WORK TASK
In your copy, include no images and return each entry exactly as written.
MATERIAL SHOWN section start
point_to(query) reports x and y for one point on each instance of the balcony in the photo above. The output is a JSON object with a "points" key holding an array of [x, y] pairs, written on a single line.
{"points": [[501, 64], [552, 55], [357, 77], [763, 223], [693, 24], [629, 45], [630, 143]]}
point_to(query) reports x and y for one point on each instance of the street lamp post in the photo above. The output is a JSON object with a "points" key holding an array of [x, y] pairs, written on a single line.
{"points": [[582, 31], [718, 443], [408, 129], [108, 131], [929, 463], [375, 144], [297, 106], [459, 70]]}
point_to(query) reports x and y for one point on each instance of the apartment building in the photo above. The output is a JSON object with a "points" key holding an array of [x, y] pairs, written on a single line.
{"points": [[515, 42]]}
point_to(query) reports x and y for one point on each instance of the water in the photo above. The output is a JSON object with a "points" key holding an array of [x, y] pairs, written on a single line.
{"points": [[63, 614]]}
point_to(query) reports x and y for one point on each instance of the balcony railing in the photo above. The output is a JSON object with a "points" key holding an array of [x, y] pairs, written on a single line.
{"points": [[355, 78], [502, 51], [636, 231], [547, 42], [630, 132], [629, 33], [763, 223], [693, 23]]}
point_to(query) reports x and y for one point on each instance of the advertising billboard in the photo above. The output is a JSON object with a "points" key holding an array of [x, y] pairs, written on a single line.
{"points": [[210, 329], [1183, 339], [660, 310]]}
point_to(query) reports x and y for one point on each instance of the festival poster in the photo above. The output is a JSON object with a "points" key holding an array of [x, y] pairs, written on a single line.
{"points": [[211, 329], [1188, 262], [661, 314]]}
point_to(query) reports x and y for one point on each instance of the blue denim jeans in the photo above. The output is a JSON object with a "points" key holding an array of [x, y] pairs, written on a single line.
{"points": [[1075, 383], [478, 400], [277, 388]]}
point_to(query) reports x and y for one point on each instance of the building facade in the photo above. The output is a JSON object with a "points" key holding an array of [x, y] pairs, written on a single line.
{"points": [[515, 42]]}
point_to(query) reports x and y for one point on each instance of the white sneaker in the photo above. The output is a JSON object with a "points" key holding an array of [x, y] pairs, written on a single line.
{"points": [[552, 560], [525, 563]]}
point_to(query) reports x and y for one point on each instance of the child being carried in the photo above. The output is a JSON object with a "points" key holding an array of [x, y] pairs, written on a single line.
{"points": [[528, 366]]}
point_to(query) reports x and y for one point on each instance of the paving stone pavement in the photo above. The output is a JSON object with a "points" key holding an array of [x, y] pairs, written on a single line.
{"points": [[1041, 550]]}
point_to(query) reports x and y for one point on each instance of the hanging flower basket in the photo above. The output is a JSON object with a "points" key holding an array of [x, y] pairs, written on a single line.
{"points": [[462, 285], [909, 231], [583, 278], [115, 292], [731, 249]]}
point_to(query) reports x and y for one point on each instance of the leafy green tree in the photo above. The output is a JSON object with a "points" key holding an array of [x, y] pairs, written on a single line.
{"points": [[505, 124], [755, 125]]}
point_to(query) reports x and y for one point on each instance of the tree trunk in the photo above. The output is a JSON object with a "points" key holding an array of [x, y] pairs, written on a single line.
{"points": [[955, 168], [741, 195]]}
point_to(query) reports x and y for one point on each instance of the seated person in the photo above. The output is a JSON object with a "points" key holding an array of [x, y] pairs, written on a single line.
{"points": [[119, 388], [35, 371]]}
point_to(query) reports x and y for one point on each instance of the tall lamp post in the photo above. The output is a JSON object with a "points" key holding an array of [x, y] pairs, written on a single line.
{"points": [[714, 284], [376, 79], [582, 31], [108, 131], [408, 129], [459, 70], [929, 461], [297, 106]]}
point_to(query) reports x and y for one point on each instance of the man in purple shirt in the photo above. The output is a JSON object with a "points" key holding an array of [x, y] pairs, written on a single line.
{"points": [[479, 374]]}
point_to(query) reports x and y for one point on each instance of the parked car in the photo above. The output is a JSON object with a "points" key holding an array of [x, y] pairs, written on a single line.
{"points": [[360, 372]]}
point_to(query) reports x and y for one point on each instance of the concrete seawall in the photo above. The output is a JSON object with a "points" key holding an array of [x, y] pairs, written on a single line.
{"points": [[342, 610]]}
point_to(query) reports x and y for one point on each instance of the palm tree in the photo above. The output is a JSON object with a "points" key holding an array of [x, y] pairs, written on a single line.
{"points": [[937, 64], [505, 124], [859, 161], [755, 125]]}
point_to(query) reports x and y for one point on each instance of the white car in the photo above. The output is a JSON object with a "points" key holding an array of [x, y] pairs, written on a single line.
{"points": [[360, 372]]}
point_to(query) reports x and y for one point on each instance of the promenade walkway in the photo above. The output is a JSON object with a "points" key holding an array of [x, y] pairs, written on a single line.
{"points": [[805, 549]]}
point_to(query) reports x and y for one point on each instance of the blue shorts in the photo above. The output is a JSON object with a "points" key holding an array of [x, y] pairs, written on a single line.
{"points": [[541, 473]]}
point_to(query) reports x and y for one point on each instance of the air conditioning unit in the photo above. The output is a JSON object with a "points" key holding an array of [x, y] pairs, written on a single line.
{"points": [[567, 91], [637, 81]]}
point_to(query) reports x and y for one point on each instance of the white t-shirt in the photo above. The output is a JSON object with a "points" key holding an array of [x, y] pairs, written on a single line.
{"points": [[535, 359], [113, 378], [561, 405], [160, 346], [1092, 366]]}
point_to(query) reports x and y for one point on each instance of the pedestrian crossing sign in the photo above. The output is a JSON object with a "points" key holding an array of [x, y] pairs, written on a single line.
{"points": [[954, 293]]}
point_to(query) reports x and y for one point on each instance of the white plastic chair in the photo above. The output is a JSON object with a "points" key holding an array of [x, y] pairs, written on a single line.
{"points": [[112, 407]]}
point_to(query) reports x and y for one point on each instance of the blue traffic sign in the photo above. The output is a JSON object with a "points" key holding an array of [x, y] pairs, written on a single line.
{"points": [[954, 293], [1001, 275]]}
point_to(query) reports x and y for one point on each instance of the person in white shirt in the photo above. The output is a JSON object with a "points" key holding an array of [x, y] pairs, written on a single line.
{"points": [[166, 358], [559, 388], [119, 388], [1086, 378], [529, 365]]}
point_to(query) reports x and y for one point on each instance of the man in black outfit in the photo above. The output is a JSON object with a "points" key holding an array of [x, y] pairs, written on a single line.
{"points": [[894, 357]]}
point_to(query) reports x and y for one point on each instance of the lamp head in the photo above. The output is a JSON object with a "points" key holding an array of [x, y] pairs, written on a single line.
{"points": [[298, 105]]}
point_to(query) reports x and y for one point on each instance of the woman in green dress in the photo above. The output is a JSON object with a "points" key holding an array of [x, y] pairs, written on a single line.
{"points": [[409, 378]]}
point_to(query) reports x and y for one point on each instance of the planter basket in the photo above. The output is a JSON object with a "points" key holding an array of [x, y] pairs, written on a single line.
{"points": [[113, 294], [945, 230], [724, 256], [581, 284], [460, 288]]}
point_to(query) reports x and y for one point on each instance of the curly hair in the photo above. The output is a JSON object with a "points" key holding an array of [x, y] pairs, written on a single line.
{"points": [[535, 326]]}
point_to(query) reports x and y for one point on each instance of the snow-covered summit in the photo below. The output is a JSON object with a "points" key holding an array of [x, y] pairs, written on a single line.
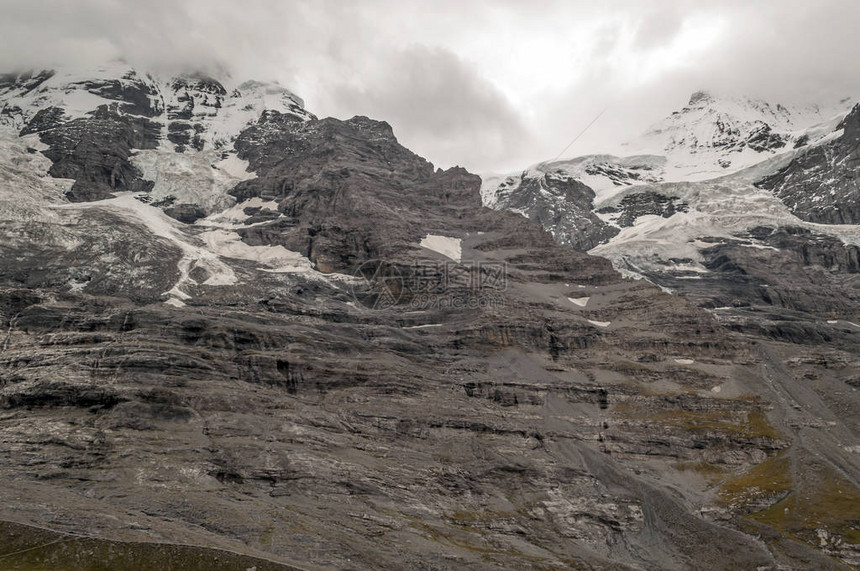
MATERIAL SHOWN section end
ANSWER SECTION
point_to(query) reports x and y for one point on each instance of the balcony in the photo above. The output is a JSON object with a "points" key holding an array of [x, y] pairs, written on a single line.
{"points": [[501, 64], [552, 55], [357, 77], [763, 223], [693, 24], [629, 45], [630, 143]]}
point_to(query) reports x and y for one point on each instance of the street lamp post in the photo above. The output is a JSON object with a "points" key holding an array of [x, y] pairs, written on a single line.
{"points": [[582, 31], [718, 443], [408, 129], [108, 131], [929, 463], [375, 144], [297, 106], [459, 70]]}
point_to(query) reports x and y for one point on each instance of the apartment building in the photo above. The output is a JSON object with a "points" key holding an array of [x, y] pairs, written on a single line.
{"points": [[515, 42]]}
point_to(query) reports x and y for one point on each instance of the water in the photo above. The output is a JSON object with a "points" key holding an array of [x, y] pairs, written on a single line.
{"points": [[63, 614]]}
point_to(query) reports x and y for one point on each instance of the balcony railing in the photo above. The output is a JSON object with a "points" key holding an array of [x, y] pairs, written on a single line.
{"points": [[355, 78], [502, 51], [636, 231], [547, 42], [630, 132], [629, 33], [763, 223], [693, 23]]}
point_to(query) reports x and y for one point on each instance of the advertising billboard in the photo above. The output is a JSON object with a "points" key holding an array of [x, y] pairs, written on a single line.
{"points": [[210, 329], [1183, 339], [660, 310]]}
point_to(query) reports x and y for one point on each instance of the festival poster in the photo above. The output is a JSON object with a "points" key holding an array of [x, y] pairs, written on a single line.
{"points": [[211, 329], [1188, 262], [661, 314]]}
point_to(query) reports x and y for one point on each instance of the blue denim jeans in the photo above. The output is a JSON object with a "points" key holding an array of [x, y] pairs, written on a single line.
{"points": [[1075, 383], [478, 400], [277, 388]]}
point_to(query) reports x and y for one point on each instance of the building facade in the photo above. The output is a JSON object with a "points" key holding an array of [x, y] pairs, written on a single line.
{"points": [[515, 42]]}
point_to(query) reports x and y for one point on each instance of the white sneaker in the photo above. The output is a JSON object with a "points" key holding an array of [x, y] pairs, written on a single line.
{"points": [[552, 560], [525, 563]]}
point_to(query) reports x and y for one point on each instance of the child being carried in the photo above. The output is a JSON object with a "points" key holding an array of [x, y] pairs, written on a single line.
{"points": [[528, 366]]}
point_to(query) reports x and y for one point on each instance of the paving stone pavement in the photo above. The output is a JSON object with a "points" key holding an array of [x, y] pairs, written on a single line.
{"points": [[1041, 550]]}
point_to(query) reports x and y for one point on each instance of the hanging flower basket in the photo above. The output is a JSON object with a "points" key holding an array of [x, y] pairs, written on a single line.
{"points": [[462, 285], [909, 231], [583, 278], [115, 292], [731, 249]]}
point_to(query) reports x and y for one point on each instance of the leafy green tree in the photo above. The output is a JSON object with a "points" key holding an array of [x, y] pairs, written on a single line.
{"points": [[505, 124], [755, 125]]}
point_to(query) reports x and y for one point on each instance of the tree trunk in the photo above. The output is a JSON object with a "points" key holding an array of [x, y] pairs, written on a single line.
{"points": [[955, 168], [741, 195]]}
point_to(query) reports x and y for one point on each instance of the seated person in the photo above. The output is a JSON object with a "points" key holding an array of [x, y] pairs, written on a single line.
{"points": [[119, 388], [35, 371]]}
point_to(query) reports x and y for one point on each instance of the tall lamp post in the photo above. The output is a JSON object with a "points" key holding an array of [x, y] pairs, written on a single line.
{"points": [[714, 284], [376, 79], [582, 31], [108, 131], [408, 129], [459, 70], [929, 461], [297, 106]]}
point_to(query) reports x and y for one point on each instance of the man in purple shirt in the photo above. The output is a JSON object with a "points" key holding an array of [x, y] pairs, written on a single line.
{"points": [[479, 374]]}
point_to(query) reports x and y for one point on each instance of the parked car in the photo above. The output is a JSON object with a "points" key holding an array of [x, y] pairs, written on a single line.
{"points": [[360, 372]]}
point_to(query) reports x and y for one point on each instance of the concrete seawall in the photo above. The output is a JSON object with a "points" key holding an array of [x, y] pairs, written on a single line.
{"points": [[342, 610]]}
point_to(query) reports x and y for one point on each instance of the palm tree in the photo above. The output is a JSON object with a "points" key holding an array of [x, y] pairs, written on a single line.
{"points": [[937, 64], [505, 124], [859, 161], [755, 125]]}
point_to(query) reports x and y for one point on each instance of the white car in the photo above. The output is a JSON object with a "points" key holding an array of [x, y] pairs, written on a single line.
{"points": [[360, 372]]}
point_to(query) reports x and y for one point on each instance of the promenade walkway in the photo above. The output is a JSON object with a "points" key holding an array of [x, y] pairs, written on a single line.
{"points": [[805, 549]]}
point_to(query) reports x and y for one point on each instance of the blue shorts in the photo above. The output is a JSON object with a "points" key holding an array of [x, y] pairs, written on a single line.
{"points": [[541, 473]]}
point_to(query) reports x and y for one point on each instance of the air conditioning unit in the photo above. The output is a JSON object with a "points" key holding an array of [x, y] pairs, written on a single line.
{"points": [[567, 91], [637, 81]]}
point_to(query) reports x and y for one point on each instance of the white t-shirt in the photo above. The output is a JSON object with a "points" key holding an array of [x, y] pairs, written on a single line.
{"points": [[535, 359], [113, 378], [561, 405], [160, 346], [1092, 366]]}
point_to(query) reports x and y for one point on each instance of the pedestrian crossing sign in the photo above. The output is a JSON object with a "points" key holding an array of [x, y] pairs, written on a single line.
{"points": [[954, 293]]}
point_to(query) reports x and y for one point on each instance of the white plastic chair in the photo above. The output is a JSON object with a "points" key holding an array of [x, y] pairs, written on a single line.
{"points": [[112, 407]]}
point_to(query) reports x and y for one point on each instance of the blue traffic sign in the photo above. The output is a JSON object with a "points" key holding an array of [x, y] pairs, written on a single line.
{"points": [[954, 293], [1001, 275]]}
point_to(query) reports x and y for one point on each instance of the person in white shirt in the photo above. The output is a JSON object with a "points" key holding an array of [x, y] pairs, written on a single line.
{"points": [[166, 358], [559, 388], [119, 388], [1086, 378], [529, 365]]}
point_to(query) reports x and y for one point on each instance of the man in black outfit in the photo above. The output is a JSON object with a "points" key holding an array of [x, y] pairs, written on a single line.
{"points": [[894, 357]]}
point_to(query) reports x and y for one point on each instance of the lamp head in the photo above. The output is a JSON object with a "points" key holding an array of [x, y] pairs, written on a single line.
{"points": [[298, 105]]}
point_to(query) reports x and y for one point on each instance of the woman in green dress in the photo above. The output is a JSON object with a "points" key holding an array of [x, y] pairs, written on a single line.
{"points": [[409, 378]]}
point_to(query) reports x and y for one point on each instance of the planter basket in the photo above. The output is a JSON object with a "points" key holding an array of [x, y] pairs, written on a single line.
{"points": [[113, 294], [945, 230], [724, 256], [581, 284], [460, 288]]}
point_to(query) reports x and y for one point on each instance of the curly hair in the photo above. The output is a JSON object with a "points" key holding an array of [x, y] pairs, written on a single line.
{"points": [[535, 326]]}
point_to(query) reports x and y for one point on each instance of the snow-covered summit in the photo below. The output is a JSON object with a "points" key holding an array of [x, y] pairs, written on a single line.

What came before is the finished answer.